What is expected> Among the entries that follow, find the lines containing the string "leafy" and copy them.

Task input>
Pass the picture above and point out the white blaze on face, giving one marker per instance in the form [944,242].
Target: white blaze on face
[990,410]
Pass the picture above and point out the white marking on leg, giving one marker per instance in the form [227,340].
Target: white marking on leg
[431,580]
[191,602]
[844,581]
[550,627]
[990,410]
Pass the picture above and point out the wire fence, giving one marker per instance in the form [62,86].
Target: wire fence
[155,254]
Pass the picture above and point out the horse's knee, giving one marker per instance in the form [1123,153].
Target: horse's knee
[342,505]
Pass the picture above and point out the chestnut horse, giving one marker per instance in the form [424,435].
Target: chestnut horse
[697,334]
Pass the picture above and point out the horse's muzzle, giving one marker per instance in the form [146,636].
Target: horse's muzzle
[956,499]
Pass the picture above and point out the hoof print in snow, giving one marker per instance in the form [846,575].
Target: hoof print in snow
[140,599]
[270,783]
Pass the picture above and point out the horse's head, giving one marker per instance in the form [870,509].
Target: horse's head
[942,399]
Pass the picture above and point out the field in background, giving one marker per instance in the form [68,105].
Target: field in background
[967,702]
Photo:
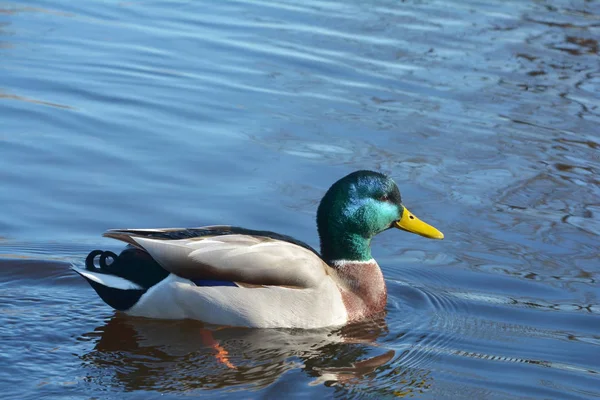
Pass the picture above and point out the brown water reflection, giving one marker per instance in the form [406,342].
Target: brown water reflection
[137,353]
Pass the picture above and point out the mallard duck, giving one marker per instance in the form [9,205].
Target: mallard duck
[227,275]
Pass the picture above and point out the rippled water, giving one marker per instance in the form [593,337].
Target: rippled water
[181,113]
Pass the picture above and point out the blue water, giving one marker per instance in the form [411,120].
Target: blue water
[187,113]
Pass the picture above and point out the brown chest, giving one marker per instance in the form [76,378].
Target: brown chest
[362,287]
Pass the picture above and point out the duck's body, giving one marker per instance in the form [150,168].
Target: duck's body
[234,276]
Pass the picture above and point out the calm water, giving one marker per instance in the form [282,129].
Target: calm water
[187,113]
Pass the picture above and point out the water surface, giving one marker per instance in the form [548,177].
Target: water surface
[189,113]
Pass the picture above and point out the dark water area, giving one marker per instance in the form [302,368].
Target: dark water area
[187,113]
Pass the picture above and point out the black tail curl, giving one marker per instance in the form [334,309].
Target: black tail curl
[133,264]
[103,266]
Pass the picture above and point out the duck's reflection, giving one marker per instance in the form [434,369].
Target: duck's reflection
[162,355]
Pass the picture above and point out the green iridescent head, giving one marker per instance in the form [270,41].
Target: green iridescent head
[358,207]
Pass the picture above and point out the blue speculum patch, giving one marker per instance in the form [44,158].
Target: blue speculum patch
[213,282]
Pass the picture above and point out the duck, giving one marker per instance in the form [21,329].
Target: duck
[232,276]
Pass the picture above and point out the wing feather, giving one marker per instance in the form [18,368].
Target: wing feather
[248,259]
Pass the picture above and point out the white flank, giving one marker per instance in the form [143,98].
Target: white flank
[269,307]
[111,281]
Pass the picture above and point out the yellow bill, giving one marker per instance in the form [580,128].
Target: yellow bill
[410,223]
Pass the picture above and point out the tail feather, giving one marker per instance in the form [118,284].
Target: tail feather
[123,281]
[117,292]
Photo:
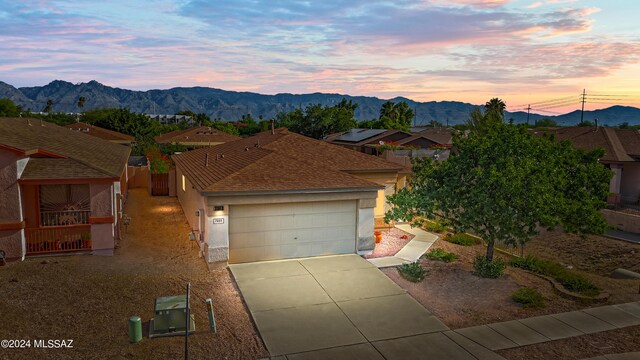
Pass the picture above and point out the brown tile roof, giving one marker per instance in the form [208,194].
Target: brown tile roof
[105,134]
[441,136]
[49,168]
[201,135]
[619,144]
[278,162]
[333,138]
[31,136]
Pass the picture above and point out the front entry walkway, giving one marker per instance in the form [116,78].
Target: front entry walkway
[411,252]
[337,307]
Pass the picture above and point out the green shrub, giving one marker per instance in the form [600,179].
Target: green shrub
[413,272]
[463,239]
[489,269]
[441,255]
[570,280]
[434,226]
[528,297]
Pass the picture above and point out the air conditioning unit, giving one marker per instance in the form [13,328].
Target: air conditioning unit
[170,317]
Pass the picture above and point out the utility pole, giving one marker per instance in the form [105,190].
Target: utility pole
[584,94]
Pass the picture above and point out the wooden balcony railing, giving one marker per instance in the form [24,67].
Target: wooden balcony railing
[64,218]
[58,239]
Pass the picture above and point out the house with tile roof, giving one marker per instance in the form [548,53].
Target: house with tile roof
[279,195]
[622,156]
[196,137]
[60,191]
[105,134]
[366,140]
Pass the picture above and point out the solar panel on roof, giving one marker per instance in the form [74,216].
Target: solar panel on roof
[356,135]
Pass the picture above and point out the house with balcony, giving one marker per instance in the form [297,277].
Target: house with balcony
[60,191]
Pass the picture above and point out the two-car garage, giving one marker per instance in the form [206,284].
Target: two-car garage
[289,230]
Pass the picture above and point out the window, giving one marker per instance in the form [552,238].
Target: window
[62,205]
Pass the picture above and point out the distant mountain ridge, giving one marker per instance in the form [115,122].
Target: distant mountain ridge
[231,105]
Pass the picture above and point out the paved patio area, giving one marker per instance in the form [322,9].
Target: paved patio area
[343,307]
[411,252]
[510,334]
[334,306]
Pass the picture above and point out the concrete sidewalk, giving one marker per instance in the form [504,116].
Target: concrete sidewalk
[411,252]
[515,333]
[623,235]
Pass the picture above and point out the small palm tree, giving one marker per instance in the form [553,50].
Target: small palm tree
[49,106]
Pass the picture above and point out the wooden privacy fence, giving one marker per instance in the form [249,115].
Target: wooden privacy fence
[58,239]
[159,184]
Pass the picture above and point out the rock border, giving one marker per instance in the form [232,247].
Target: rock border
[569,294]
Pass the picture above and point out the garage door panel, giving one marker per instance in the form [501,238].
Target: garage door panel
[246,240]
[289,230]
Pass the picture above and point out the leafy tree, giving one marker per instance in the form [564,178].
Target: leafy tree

Output below>
Pass the picture above and point out the leafy tree, giving one marker per instance in the form [564,178].
Target: leafy tree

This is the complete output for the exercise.